-- begin Material shown --

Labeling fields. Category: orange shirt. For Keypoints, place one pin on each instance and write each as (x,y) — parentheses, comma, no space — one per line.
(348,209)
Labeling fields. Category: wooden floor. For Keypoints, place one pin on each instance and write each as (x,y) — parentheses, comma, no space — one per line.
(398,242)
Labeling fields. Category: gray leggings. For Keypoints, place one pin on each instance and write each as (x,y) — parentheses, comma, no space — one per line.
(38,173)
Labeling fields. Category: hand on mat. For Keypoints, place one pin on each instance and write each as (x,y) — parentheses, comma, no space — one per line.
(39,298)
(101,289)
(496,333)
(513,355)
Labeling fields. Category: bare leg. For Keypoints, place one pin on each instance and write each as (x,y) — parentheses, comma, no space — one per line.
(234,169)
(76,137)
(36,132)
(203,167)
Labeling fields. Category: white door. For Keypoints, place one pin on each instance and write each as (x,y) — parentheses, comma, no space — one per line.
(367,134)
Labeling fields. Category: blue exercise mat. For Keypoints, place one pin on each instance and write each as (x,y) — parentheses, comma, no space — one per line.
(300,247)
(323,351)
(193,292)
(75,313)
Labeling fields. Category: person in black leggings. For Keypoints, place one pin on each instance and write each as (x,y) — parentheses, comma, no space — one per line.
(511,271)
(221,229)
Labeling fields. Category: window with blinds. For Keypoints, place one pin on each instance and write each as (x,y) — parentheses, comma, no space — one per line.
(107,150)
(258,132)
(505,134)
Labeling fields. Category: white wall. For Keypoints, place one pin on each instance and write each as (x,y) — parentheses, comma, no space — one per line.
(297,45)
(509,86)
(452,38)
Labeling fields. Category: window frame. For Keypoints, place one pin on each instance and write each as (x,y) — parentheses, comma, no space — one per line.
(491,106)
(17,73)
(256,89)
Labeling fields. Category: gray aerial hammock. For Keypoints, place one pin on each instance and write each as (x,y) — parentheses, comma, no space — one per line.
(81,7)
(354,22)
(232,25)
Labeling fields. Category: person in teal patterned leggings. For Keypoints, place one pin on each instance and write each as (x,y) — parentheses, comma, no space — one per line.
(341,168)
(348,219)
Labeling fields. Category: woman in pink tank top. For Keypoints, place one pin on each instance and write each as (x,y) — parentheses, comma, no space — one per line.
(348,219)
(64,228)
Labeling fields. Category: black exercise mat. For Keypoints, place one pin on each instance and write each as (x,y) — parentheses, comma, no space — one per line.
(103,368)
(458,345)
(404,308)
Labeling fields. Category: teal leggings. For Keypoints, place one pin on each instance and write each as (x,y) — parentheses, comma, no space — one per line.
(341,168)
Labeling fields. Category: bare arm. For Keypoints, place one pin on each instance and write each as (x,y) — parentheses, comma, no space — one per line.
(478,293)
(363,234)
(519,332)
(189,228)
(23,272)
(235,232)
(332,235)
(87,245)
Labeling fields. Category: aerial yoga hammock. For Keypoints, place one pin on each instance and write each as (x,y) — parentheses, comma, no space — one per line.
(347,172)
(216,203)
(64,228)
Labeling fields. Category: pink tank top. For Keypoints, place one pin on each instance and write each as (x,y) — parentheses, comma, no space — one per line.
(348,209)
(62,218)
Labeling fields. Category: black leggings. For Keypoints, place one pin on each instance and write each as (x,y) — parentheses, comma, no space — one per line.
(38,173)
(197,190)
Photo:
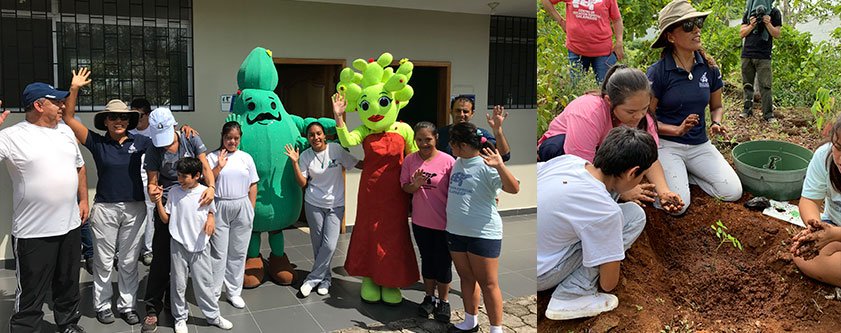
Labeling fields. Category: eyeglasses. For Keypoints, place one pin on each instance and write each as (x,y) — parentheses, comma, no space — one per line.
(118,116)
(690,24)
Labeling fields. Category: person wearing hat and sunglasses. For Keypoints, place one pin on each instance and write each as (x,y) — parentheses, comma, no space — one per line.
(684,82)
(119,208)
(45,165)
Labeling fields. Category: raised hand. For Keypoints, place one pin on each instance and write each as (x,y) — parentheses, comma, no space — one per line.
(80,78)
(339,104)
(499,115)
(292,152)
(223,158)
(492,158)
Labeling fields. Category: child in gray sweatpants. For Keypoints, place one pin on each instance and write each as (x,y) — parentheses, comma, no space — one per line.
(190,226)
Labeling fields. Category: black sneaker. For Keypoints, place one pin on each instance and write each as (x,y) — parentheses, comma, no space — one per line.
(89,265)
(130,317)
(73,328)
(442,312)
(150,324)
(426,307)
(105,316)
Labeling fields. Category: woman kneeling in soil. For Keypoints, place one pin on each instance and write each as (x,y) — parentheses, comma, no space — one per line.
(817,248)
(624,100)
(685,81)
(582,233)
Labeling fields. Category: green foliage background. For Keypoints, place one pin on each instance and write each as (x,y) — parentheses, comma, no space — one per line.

-- end Material shown --

All of the material above needs to be restated exactly, with no pictures.

*Solution for this task*:
Labeling fields. Category: orange shirt. For Keypoints, place one pin on each instance and write each as (x,y) — parentheses, comma, no space — one per line.
(348,209)
Labeling fields. Category: wooden floor. For Keypoints, place one pin on each instance and write each as (x,y) — parentheses, comma, no space — one per line.
(398,242)
Labeling fields. Category: gray leggings. For Keypoints, place one pin on each instance and write each as (x,y) — parentheses, comma, no space — one per line.
(38,173)
Labeling fields. Category: hand on mat. For Keypoints, place one pin on each instance and write each as (x,y) — parentheses, comma, no space — one per line.
(39,298)
(101,289)
(496,333)
(513,355)
Labeling fields. Category: bare leg. For Keypoints, place one pin on each instance and write each as (x,y) — parentheses, comma, no space — one per line.
(234,169)
(76,137)
(36,132)
(203,167)
Labeling fields. Category: white door. For Keypoints, place one pin on each instance and write each as (x,y) — parentheses, comma, no space — one per line.
(367,134)
Labeling fields. Category: blue exercise mat. For Keypoints, place one pin on each instance and write each as (x,y) — parentheses, comma, no space — one per line.
(300,247)
(323,351)
(193,292)
(75,313)
Labeling fields. Category: person in black leggings. For Keypoints, place one pin on each instance and write each as (x,y) — parentheses, comma, no space — one per line.
(511,271)
(221,229)
Labeling fields. Category: window with blinds. For Keypoints, place one pin on each instance and write each as (x,y) — parentheses, comma, no space — one per line.
(107,150)
(258,132)
(505,134)
Labeling fields. Category: white wall. For Keypoints, place one pin on each instance and write each as (x,y) — parentheses, comma, no space — one per line.
(297,45)
(509,86)
(452,38)
Labeling fields. Category: window frame. For Keypoints, place one pin on each instance and write each as (x,y) — parentheses, comma, no space — one per line.
(491,106)
(17,73)
(256,89)
Labeling fields. Category: gray aerial hammock. For Keypoints, place one pin on each instance and write each as (x,y) — parentheses, comma, no space — one per line.
(81,7)
(354,22)
(232,25)
Labeling fields. Category: person in teal patterned leggings. For Keypoints, place one pin on each instance and write each as (x,y) — parentheses, comma, no space — one per line.
(341,168)
(348,219)
Labeling fields. Category: woman in pink tank top. For Keypoints, place one pin on each instance and write each as (x,y) — parentheses, comma, no space — one per line.
(348,219)
(64,228)
Labeling fields. Category: black exercise mat. For Keypoints, place one pin on each instance and write each as (x,y) — parentheses, comma, no space — one per line.
(103,368)
(458,345)
(404,308)
Labeling fields. Category: teal leggings. For Keypoints, place one pin on each instance and write each as (x,y) — parentheses, comma, no space — one per line.
(341,168)
Labeling fields. Category: bare arm. For Keypoints, place one pin on each instance and write each as (x,y) — parentheses, comma, no space — one per line.
(478,293)
(363,234)
(519,332)
(189,228)
(23,272)
(235,232)
(332,235)
(87,245)
Labeling fields. Category: aerial yoga hammock. For Keypoints, place one pin on each instance and write each as (x,y) — parentheses, comma, no space — one per line.
(347,172)
(216,203)
(64,228)
Labeling fields. Category: pink tank top. For Keypoints, place one pin on each instance and write each as (x,y) — parentheses, comma, no space — one per line.
(348,209)
(62,218)
Labeling fields. Category: black leggings. For Keypoints, place one pin on each instance and write each as (x,y) — parentheses, comma, no space — one per line.
(38,173)
(197,190)
Photo:
Labeling fields. Category: eyeglasses. For Keypoints, place one pin on each instance and write each as (x,y) — parentheses, comma, no space — one per line.
(118,116)
(690,24)
Labeling fields. Category: person wearing hat and sunglasses. For Keypoints, place one pin on each instance and write each as (x,y) — parentheses, comma, no space — one per line.
(684,82)
(119,208)
(45,165)
Labeling fields. Category: raised hand. For Keypoints, place one pin on each instance and write each as (x,y) — parentheses, comma, no space — one per line.
(80,78)
(339,104)
(499,115)
(292,152)
(223,158)
(492,158)
Labeling fields. Category: child in gray sweatpants. For Keypoints, place one pin on each instance and write each as (x,y) — parentheses, comma, no space — one per line.
(190,226)
Labeling fields. Category: black sneaker. For Keypoints, place one pin on each instance and write each as (x,y) — parentheses, comma, no space — one per line.
(89,265)
(130,317)
(73,328)
(442,312)
(150,324)
(426,307)
(105,316)
Labeling fields. Category: woman kneeling in soil. For Keypoints, place one pin on each instance and write each as (x,y) — parentheses, comma, no space — one per line.
(817,248)
(624,100)
(685,81)
(582,233)
Labeling fields. Category: green foliage background. For Keypoints, place one pin on each instance and write each as (x,y) — parentheses, comma, no space — one per line.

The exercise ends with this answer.